= Set problem =
Print the entries that appear below, exactly as written and without their pictures.

= Provided records =
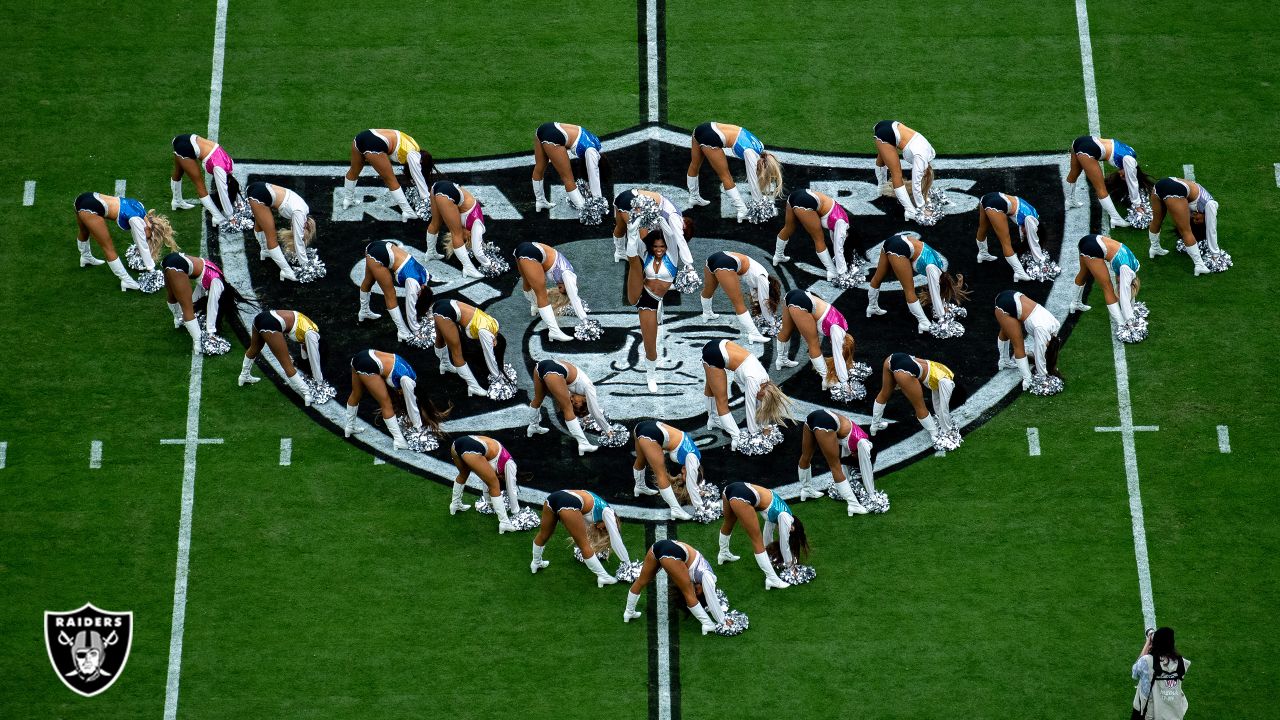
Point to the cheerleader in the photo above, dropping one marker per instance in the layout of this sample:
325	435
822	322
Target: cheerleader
908	255
462	215
741	502
656	438
912	376
270	329
179	269
380	147
713	141
191	151
1022	318
1187	201
837	437
572	392
1098	254
731	270
263	199
891	139
565	146
487	459
995	210
1088	154
455	319
764	401
151	232
818	214
816	318
383	373
689	572
539	263
590	522
392	267
659	272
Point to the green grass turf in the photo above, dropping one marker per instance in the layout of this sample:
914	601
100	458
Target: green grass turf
336	588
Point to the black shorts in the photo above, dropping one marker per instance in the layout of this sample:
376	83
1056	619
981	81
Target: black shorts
260	192
721	260
268	323
1086	145
369	141
563	500
707	136
88	203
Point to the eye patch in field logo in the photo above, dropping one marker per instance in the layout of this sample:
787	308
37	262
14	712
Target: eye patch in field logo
657	158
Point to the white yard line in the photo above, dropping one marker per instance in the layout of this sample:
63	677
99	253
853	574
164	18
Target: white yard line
1121	364
192	440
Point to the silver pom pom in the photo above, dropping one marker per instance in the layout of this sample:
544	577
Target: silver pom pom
1139	215
760	210
768	324
645	212
320	392
151	282
627	572
1043	269
420	205
425	336
947	440
1046	386
688	281
211	343
849	391
798	574
950	324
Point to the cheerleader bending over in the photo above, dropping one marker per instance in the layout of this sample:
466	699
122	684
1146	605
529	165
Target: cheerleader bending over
1100	254
590	522
818	214
689	572
891	139
1022	318
571	150
270	329
908	255
151	232
487	459
1088	153
995	210
453	319
656	438
462	215
574	393
764	401
392	267
714	141
731	272
741	502
539	263
263	199
816	318
837	437
912	376
191	153
383	373
379	149
1185	201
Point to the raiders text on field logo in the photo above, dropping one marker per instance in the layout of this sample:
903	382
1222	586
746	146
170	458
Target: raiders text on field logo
657	158
88	647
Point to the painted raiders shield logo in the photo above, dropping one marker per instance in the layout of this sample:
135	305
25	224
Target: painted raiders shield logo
88	647
656	158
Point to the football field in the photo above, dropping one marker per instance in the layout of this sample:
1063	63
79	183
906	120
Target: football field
277	569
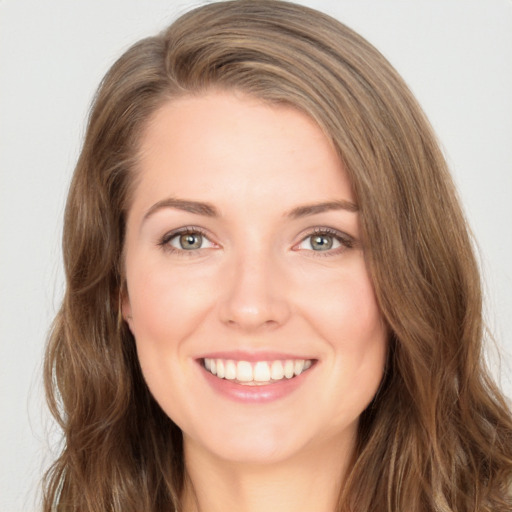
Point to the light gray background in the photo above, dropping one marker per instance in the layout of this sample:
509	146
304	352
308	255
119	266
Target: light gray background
456	56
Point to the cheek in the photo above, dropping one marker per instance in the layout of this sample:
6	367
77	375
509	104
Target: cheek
166	305
344	309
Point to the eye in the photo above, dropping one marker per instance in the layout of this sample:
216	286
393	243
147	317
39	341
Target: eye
186	239
325	240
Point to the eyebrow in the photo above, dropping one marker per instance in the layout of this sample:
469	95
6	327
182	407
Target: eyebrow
208	210
312	209
196	207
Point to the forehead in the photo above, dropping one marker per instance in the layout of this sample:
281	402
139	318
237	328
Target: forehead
222	145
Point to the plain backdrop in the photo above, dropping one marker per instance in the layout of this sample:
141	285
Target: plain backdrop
455	55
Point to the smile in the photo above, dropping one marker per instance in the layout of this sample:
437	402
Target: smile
256	373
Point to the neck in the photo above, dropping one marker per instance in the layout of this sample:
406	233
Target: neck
309	481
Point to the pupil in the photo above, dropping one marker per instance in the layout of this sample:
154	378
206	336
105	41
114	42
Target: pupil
190	241
321	243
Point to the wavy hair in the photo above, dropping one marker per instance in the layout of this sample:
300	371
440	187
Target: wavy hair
438	436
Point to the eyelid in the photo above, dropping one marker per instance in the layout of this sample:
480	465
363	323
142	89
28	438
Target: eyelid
346	241
163	241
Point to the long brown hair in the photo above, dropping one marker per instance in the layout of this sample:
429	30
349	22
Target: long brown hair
438	436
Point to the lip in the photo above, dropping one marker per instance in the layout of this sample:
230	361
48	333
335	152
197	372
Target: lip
253	357
257	394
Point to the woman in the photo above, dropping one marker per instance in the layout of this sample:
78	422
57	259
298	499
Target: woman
272	300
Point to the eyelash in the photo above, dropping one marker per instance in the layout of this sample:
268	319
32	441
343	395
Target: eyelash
346	241
164	242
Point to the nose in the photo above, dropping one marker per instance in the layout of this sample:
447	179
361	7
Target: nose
254	294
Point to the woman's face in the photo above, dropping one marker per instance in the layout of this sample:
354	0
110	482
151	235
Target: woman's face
244	258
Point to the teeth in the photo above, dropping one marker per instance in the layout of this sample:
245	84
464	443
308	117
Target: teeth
258	372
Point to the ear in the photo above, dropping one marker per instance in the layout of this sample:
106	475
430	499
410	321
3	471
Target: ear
125	305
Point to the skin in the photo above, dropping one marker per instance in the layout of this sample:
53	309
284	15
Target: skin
256	285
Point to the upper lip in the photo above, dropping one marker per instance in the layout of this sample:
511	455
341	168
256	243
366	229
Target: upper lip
253	356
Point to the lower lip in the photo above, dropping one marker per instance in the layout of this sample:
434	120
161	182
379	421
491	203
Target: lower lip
255	394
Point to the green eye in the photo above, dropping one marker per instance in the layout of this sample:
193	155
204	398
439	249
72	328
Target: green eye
321	242
189	241
326	240
186	240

= Result below =
Point to the cheerleader in the photo above, dropping one marker per instance in the layout of this sample:
325	435
822	322
Target: cheerleader
908	255
462	215
741	502
656	438
912	376
270	329
179	269
380	147
713	141
191	151
1022	318
1187	201
837	437
572	392
1098	254
731	270
263	199
891	139
565	146
487	459
995	210
1088	154
455	319
764	401
151	232
818	214
816	318
383	373
689	572
539	263
590	522
392	267
659	272
Point to the green grass turf in the photo above, dropping one marker per instance in the layout of this sample:
914	601
100	458
Target: green grass turf
336	588
Point to the black shorts in the photo above, dropping one marker per instance in the layout of this sample:
376	83
1056	619
981	81
Target: black shorts
260	192
721	260
268	323
1086	145
369	141
563	500
707	136
88	203
Point to the eye patch in field logo in the photo above, dropping one marker per instance in the layout of this sample:
787	308
37	262
14	712
Target: eye patch in field logo
657	158
Point to the white yard line in the photo above, dropping one marker per instance in the layout of this sample:
63	677
99	253
853	574
164	18
Target: white yard line
1121	364
192	440
Point to the silver pom pom in the photo above, dropping one marker per instance in the layout of this sample:
544	577
Target: silver pom pom
1139	215
760	210
768	324
645	212
320	392
151	282
627	572
1043	269
420	205
425	336
947	440
1046	386
688	281
211	343
849	391
798	574
950	324
Point to the cheerleader bending over in the photo above, dropping one marker per instance in the layout of this sample:
466	699
122	684
1146	605
529	165
Target: cheerleader bending over
1100	254
590	522
818	214
689	572
891	139
1022	318
571	150
270	329
908	255
151	232
487	459
1088	153
995	210
453	319
656	438
462	215
574	393
764	401
392	267
714	141
731	272
741	502
539	263
263	199
816	318
837	437
912	376
191	153
383	373
379	149
1185	201
Point to the raiders text on field logo in the photo above, dropping one marker per instance in the layout of this sample:
903	382
1222	586
746	146
170	458
Target: raiders text on field logo
657	158
88	647
Point to the painted raiders shield logo in the photo above, dropping one marker per instance in the layout of this sample:
135	305
25	224
Target: painted raiders shield logo
88	647
656	158
Point to the football field in the photo above, dropping one marker per instance in the layout of this sample:
1063	63
79	183
906	120
Target: football field
277	569
Point to the light gray background in the photo above, dropping one marker per instance in the layout of this sample:
509	146
304	352
308	255
119	266
Target: light gray background
456	56
Point to the cheek in the photo above, dropping one marker per instance in the layout of this sample:
6	367
77	375
509	104
Target: cheek
166	305
344	309
Point to the eye in the photo above, dropping one marker per instance in the layout of this sample:
216	286
393	243
147	317
39	341
Target: eye
186	239
325	240
Point to the eyebrow in the photo above, dropping one marker per instance in the layout of this sample:
469	95
6	327
182	407
Target: eyebrow
208	210
312	209
196	207
Point to the forehead in the photo above, dropping one marker per instance in the layout of this sample:
281	402
139	318
237	328
Target: forehead
222	145
Point to the plain backdrop in the photo above, dropping one marker per instance in the layout of this sample:
141	285
Target: plain backdrop
455	55
Point to the smile in the photo above, dropping one marker per instance in the layout of this sample:
437	402
Target: smile
256	373
Point to the neck in the photo above, dropping one marker per instance in the layout of this sample:
406	233
Target: neck
309	481
Point to the pupil in the photo above, dropping one marker per instance in the layout of this sample:
154	378
206	336
105	41
114	42
Target: pupil
190	241
321	243
Point to the wavy hair in the photo above, dropping one marker per instance in the layout of this sample:
300	371
440	187
Target: wavy hair
438	436
Point to the eyelid in the photo above, dropping one marker per instance in the layout of this sample:
480	465
363	323
142	89
28	438
Target: eyelid
346	241
163	241
Point to the long brown hair in the photo above, dropping one marker per instance in the layout of this sample:
429	30
349	22
Target: long brown hair
438	436
Point to the lip in the photo above, dropping one marker per instance in the layout of this sample:
230	361
48	333
335	152
197	372
Target: lip
253	357
257	394
Point to the woman in the photo above, dropping one marker per instance in the layout of this sample:
78	422
57	259
298	499
Target: woman
272	300
Point to the eyelash in the photo above, dropping one marker per instance in the layout of this sample:
268	319
32	441
343	395
Target: eyelash
346	241
164	242
Point to the nose in the photo above, dropping one marker per instance in the layout of this sample:
447	179
361	7
Target: nose
254	294
Point to the woman's face in the photo above, dropping one marker per instance in the layout of this sample:
354	0
110	482
151	235
Target: woman's face
244	258
Point to the teeth in the photo above, dropping one marker per instance in the layout of this sample:
245	84
464	443
308	117
Target: teeth
258	372
Point to the ear in the photo above, dropping one marker per instance in the layout of this sample:
106	475
430	499
410	321
3	471
Target: ear
125	305
Point to the skin in the photo above, dropping one marker per instance in the layout of this sample:
53	309
284	15
Target: skin
256	285
Point to the upper lip in the photo above, dropping one marker per instance in the layout of this sample:
511	455
341	168
256	243
366	229
Target: upper lip
253	356
Point to the lower lip in the photo above, dropping one marker per instance in the layout of this sample:
434	120
161	182
379	421
491	203
Target: lower lip
255	394
Point to the green eye in the photo above, dropping one marker per instance in the layout of this sample:
193	155
204	398
439	249
72	328
Target: green eye
321	242
189	241
326	240
186	240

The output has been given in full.